Task objective >>
Set down the data below in full and exactly, minus the pictures.

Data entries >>
##############################

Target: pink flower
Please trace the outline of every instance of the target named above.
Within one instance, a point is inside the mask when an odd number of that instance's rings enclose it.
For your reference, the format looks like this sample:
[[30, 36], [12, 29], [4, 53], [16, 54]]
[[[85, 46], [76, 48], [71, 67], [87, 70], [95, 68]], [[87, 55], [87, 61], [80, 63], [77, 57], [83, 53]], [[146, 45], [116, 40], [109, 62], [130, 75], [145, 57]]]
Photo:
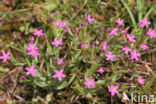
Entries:
[[121, 20], [120, 18], [118, 18], [116, 20], [116, 23], [119, 25], [119, 26], [123, 26], [124, 25], [124, 20]]
[[38, 50], [29, 50], [27, 54], [31, 55], [32, 57], [40, 56], [40, 53], [38, 53]]
[[70, 88], [72, 89], [72, 88], [73, 88], [73, 86], [71, 85], [71, 86], [70, 86]]
[[99, 72], [100, 74], [104, 73], [104, 72], [105, 72], [105, 71], [104, 71], [104, 67], [99, 67], [98, 72]]
[[152, 29], [148, 29], [148, 32], [146, 34], [152, 39], [153, 37], [156, 38], [156, 31]]
[[142, 48], [142, 50], [148, 50], [149, 46], [146, 43], [142, 43], [142, 45], [140, 46], [140, 48]]
[[22, 79], [23, 79], [23, 80], [25, 80], [25, 79], [26, 79], [24, 75], [22, 76]]
[[123, 30], [121, 30], [121, 33], [122, 34], [127, 34], [127, 30], [126, 29], [123, 29]]
[[58, 78], [59, 81], [62, 81], [62, 78], [66, 77], [65, 74], [63, 74], [64, 69], [61, 69], [60, 71], [58, 70], [54, 70], [55, 71], [55, 75], [53, 75], [53, 78]]
[[101, 47], [104, 52], [106, 52], [106, 49], [109, 49], [109, 46], [107, 45], [106, 41], [101, 43]]
[[128, 72], [129, 72], [129, 73], [132, 73], [132, 72], [133, 72], [133, 69], [129, 69]]
[[116, 57], [116, 55], [113, 55], [112, 52], [109, 52], [105, 56], [107, 57], [106, 60], [111, 60], [111, 61], [114, 61], [114, 57]]
[[134, 49], [133, 51], [130, 52], [131, 53], [131, 60], [135, 59], [136, 61], [138, 61], [138, 56], [140, 56], [140, 53], [137, 53], [137, 50]]
[[62, 63], [63, 63], [63, 59], [60, 59], [57, 61], [57, 65], [59, 65], [59, 66], [62, 65]]
[[86, 58], [86, 57], [87, 57], [87, 55], [86, 55], [86, 54], [84, 54], [82, 57], [83, 57], [83, 58]]
[[53, 25], [56, 26], [56, 27], [61, 27], [60, 20], [57, 20], [57, 22], [53, 22]]
[[3, 56], [0, 56], [0, 59], [3, 59], [3, 63], [5, 63], [7, 60], [11, 59], [10, 52], [5, 53], [5, 51], [2, 52]]
[[63, 33], [65, 34], [65, 33], [67, 33], [68, 32], [68, 29], [64, 29], [63, 30]]
[[84, 23], [84, 22], [82, 22], [82, 23], [80, 24], [80, 26], [81, 26], [82, 28], [84, 28], [85, 23]]
[[131, 43], [135, 43], [136, 42], [136, 40], [134, 39], [135, 38], [135, 35], [129, 35], [129, 34], [127, 34], [127, 39], [131, 42]]
[[112, 84], [108, 91], [111, 92], [111, 95], [112, 95], [112, 96], [114, 96], [115, 93], [117, 93], [117, 94], [119, 93], [118, 88], [119, 88], [119, 86], [114, 86], [114, 85]]
[[43, 36], [44, 35], [43, 30], [42, 29], [40, 29], [40, 30], [35, 29], [33, 35], [36, 35], [38, 37]]
[[122, 48], [123, 51], [125, 51], [125, 54], [128, 55], [128, 52], [131, 52], [131, 49], [126, 45], [124, 48]]
[[63, 39], [57, 40], [56, 38], [54, 39], [54, 42], [51, 42], [51, 44], [55, 45], [56, 47], [58, 47], [59, 45], [63, 45], [62, 43]]
[[51, 59], [52, 59], [52, 61], [55, 61], [56, 57], [52, 57]]
[[69, 24], [68, 20], [66, 20], [65, 22], [61, 22], [60, 20], [57, 20], [57, 22], [53, 22], [53, 25], [56, 27], [66, 27]]
[[137, 81], [140, 84], [144, 84], [144, 79], [142, 79], [141, 76], [138, 77]]
[[117, 31], [118, 31], [118, 28], [112, 28], [112, 29], [111, 29], [111, 32], [110, 32], [110, 35], [115, 35], [115, 36], [117, 36], [117, 35], [118, 35]]
[[35, 75], [35, 72], [38, 71], [37, 69], [34, 69], [34, 68], [35, 68], [34, 65], [32, 65], [30, 68], [29, 68], [29, 67], [26, 67], [25, 69], [28, 71], [28, 72], [26, 73], [26, 75], [31, 74], [32, 76], [34, 76], [34, 75]]
[[34, 37], [32, 36], [32, 38], [30, 39], [29, 43], [33, 43], [34, 42]]
[[94, 79], [86, 78], [86, 82], [84, 82], [84, 85], [88, 86], [88, 88], [91, 88], [92, 86], [95, 86]]
[[90, 14], [88, 14], [88, 16], [87, 16], [87, 21], [88, 21], [90, 24], [92, 24], [92, 22], [94, 21], [94, 19], [91, 18], [91, 15], [90, 15]]
[[68, 20], [66, 20], [65, 22], [61, 22], [61, 27], [66, 27], [69, 25]]
[[149, 21], [147, 20], [147, 17], [145, 17], [144, 20], [140, 20], [140, 22], [141, 22], [141, 24], [140, 24], [141, 27], [146, 26], [146, 27], [148, 28], [148, 25], [151, 24], [151, 22], [149, 22]]
[[28, 51], [31, 51], [31, 50], [38, 50], [38, 48], [36, 47], [36, 43], [32, 44], [32, 43], [29, 43], [29, 47], [27, 48]]
[[84, 49], [86, 47], [85, 43], [81, 43], [81, 49]]

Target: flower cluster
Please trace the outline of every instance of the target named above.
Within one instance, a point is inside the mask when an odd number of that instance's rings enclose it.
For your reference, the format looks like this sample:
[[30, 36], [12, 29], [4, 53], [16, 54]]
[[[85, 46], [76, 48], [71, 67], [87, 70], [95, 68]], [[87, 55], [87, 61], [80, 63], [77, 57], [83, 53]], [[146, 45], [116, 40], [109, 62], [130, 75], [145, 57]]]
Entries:
[[68, 25], [69, 25], [69, 22], [68, 22], [68, 20], [66, 20], [65, 22], [61, 22], [60, 20], [57, 20], [57, 22], [53, 22], [53, 25], [55, 26], [55, 27], [67, 27]]
[[31, 55], [32, 57], [39, 56], [40, 53], [38, 53], [38, 48], [36, 46], [36, 43], [29, 43], [29, 47], [27, 48], [29, 51], [27, 54]]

##############################

Worked solution >>
Target: pink flower
Please trace the outline of every instance of the target named above.
Within one instance, a point is inside the mask when an odd number of that instance's rings enclose it.
For your reference, the format looks like this sample:
[[30, 36], [12, 29], [4, 53], [16, 54]]
[[[85, 46], [76, 48], [71, 67], [87, 70], [95, 68]], [[87, 55], [87, 61], [80, 63], [77, 57], [83, 53]], [[146, 45], [116, 40], [109, 62], [130, 75], [145, 57]]]
Photo:
Entries:
[[121, 20], [120, 18], [118, 18], [116, 20], [116, 23], [119, 25], [119, 26], [123, 26], [124, 25], [124, 20]]
[[38, 50], [29, 50], [27, 54], [31, 55], [32, 57], [40, 56], [40, 53], [38, 53]]
[[70, 88], [72, 89], [72, 88], [73, 88], [73, 86], [71, 85], [71, 86], [70, 86]]
[[99, 72], [100, 74], [104, 73], [104, 72], [105, 72], [105, 71], [104, 71], [104, 67], [99, 67], [98, 72]]
[[152, 29], [148, 29], [148, 32], [146, 34], [152, 39], [153, 37], [156, 38], [156, 31]]
[[142, 48], [142, 50], [148, 50], [149, 46], [146, 43], [142, 43], [142, 45], [140, 46], [140, 48]]
[[22, 79], [23, 79], [23, 80], [25, 80], [25, 79], [26, 79], [24, 75], [22, 76]]
[[123, 30], [121, 30], [121, 33], [122, 34], [127, 34], [127, 30], [126, 29], [123, 29]]
[[58, 78], [59, 81], [62, 81], [62, 78], [66, 77], [65, 74], [63, 74], [64, 69], [61, 69], [60, 71], [58, 70], [54, 70], [55, 71], [55, 75], [53, 75], [53, 78]]
[[101, 47], [104, 52], [106, 52], [106, 49], [109, 49], [109, 46], [107, 45], [106, 41], [101, 43]]
[[128, 72], [129, 72], [129, 73], [132, 73], [132, 72], [133, 72], [133, 69], [129, 69]]
[[116, 57], [116, 55], [113, 55], [112, 52], [109, 52], [105, 56], [107, 57], [106, 60], [111, 60], [111, 61], [114, 61], [114, 57]]
[[134, 49], [133, 51], [130, 52], [131, 53], [131, 60], [135, 59], [136, 61], [138, 61], [138, 56], [140, 56], [140, 53], [137, 53], [137, 50]]
[[62, 63], [63, 63], [63, 59], [60, 59], [57, 61], [57, 65], [59, 65], [59, 66], [62, 65]]
[[86, 58], [86, 57], [87, 57], [87, 55], [86, 55], [86, 54], [84, 54], [82, 57], [83, 57], [83, 58]]
[[53, 25], [56, 26], [56, 27], [61, 27], [60, 20], [57, 20], [57, 22], [53, 22]]
[[3, 56], [0, 56], [0, 59], [3, 59], [3, 63], [5, 63], [7, 60], [11, 59], [10, 52], [5, 53], [5, 51], [2, 52]]
[[63, 33], [65, 34], [65, 33], [67, 33], [68, 32], [68, 29], [64, 29], [63, 30]]
[[84, 23], [84, 22], [82, 22], [82, 23], [80, 24], [80, 26], [81, 26], [82, 28], [84, 28], [85, 23]]
[[131, 43], [135, 43], [136, 42], [136, 40], [134, 39], [135, 38], [135, 35], [129, 35], [129, 34], [127, 34], [127, 39], [131, 42]]
[[112, 84], [108, 91], [111, 92], [111, 95], [112, 95], [112, 96], [114, 96], [115, 93], [117, 93], [117, 94], [119, 93], [118, 88], [119, 88], [119, 86], [114, 86], [114, 85]]
[[43, 36], [44, 35], [43, 30], [42, 29], [40, 29], [40, 30], [35, 29], [33, 35], [36, 35], [38, 37]]
[[122, 48], [123, 51], [125, 51], [125, 54], [128, 55], [128, 52], [131, 52], [131, 49], [126, 45], [124, 48]]
[[63, 39], [57, 40], [56, 38], [54, 39], [54, 42], [51, 42], [51, 44], [55, 45], [56, 47], [58, 47], [59, 45], [63, 45], [62, 43]]
[[51, 59], [52, 59], [52, 61], [55, 61], [56, 57], [52, 57]]
[[69, 24], [68, 20], [66, 20], [65, 22], [61, 22], [60, 20], [57, 20], [57, 22], [53, 22], [53, 25], [56, 27], [66, 27]]
[[137, 81], [140, 84], [144, 84], [144, 79], [142, 79], [141, 76], [138, 77]]
[[117, 31], [118, 31], [118, 28], [112, 28], [112, 29], [111, 29], [111, 32], [110, 32], [110, 35], [115, 35], [115, 36], [117, 36], [117, 35], [118, 35]]
[[35, 75], [35, 72], [38, 71], [37, 69], [34, 69], [34, 68], [35, 68], [34, 65], [32, 65], [30, 68], [29, 68], [29, 67], [26, 67], [25, 69], [28, 71], [28, 72], [26, 73], [26, 75], [31, 74], [32, 76], [34, 76], [34, 75]]
[[34, 37], [32, 36], [32, 38], [30, 39], [29, 43], [33, 43], [34, 42]]
[[94, 79], [86, 78], [86, 82], [84, 82], [84, 85], [88, 86], [88, 88], [91, 88], [92, 86], [95, 86]]
[[90, 14], [88, 14], [88, 16], [87, 16], [87, 21], [88, 21], [90, 24], [92, 24], [92, 22], [94, 21], [94, 19], [91, 18], [91, 15], [90, 15]]
[[68, 20], [66, 20], [65, 22], [61, 22], [61, 27], [66, 27], [69, 25]]
[[149, 21], [147, 20], [147, 17], [145, 17], [144, 20], [140, 20], [140, 22], [141, 22], [141, 24], [140, 24], [141, 27], [146, 26], [146, 27], [148, 28], [148, 25], [151, 24], [151, 22], [149, 22]]
[[28, 51], [31, 51], [31, 50], [38, 50], [38, 48], [36, 47], [36, 43], [32, 44], [32, 43], [29, 43], [29, 47], [27, 48]]
[[84, 49], [86, 47], [85, 43], [81, 43], [81, 49]]

Target: flower cluster
Please trace the outline of every instance of the target named above.
Within one instance, a point is inside the mask when an odd number of that instance's rings enclose it.
For your reference, the format looks like this sample:
[[30, 36], [12, 29], [4, 53], [16, 54]]
[[[85, 46], [76, 48], [71, 67], [87, 70], [95, 68]], [[87, 55], [87, 61], [80, 63], [77, 57], [83, 53]], [[146, 45], [116, 40], [109, 62], [130, 75], [145, 57]]]
Entries:
[[68, 25], [69, 25], [69, 22], [68, 22], [68, 20], [66, 20], [65, 22], [61, 22], [60, 20], [57, 20], [57, 22], [53, 22], [53, 25], [55, 26], [55, 27], [67, 27]]
[[31, 55], [32, 57], [39, 56], [40, 53], [38, 53], [38, 48], [36, 46], [36, 43], [29, 43], [29, 47], [27, 48], [29, 51], [27, 54]]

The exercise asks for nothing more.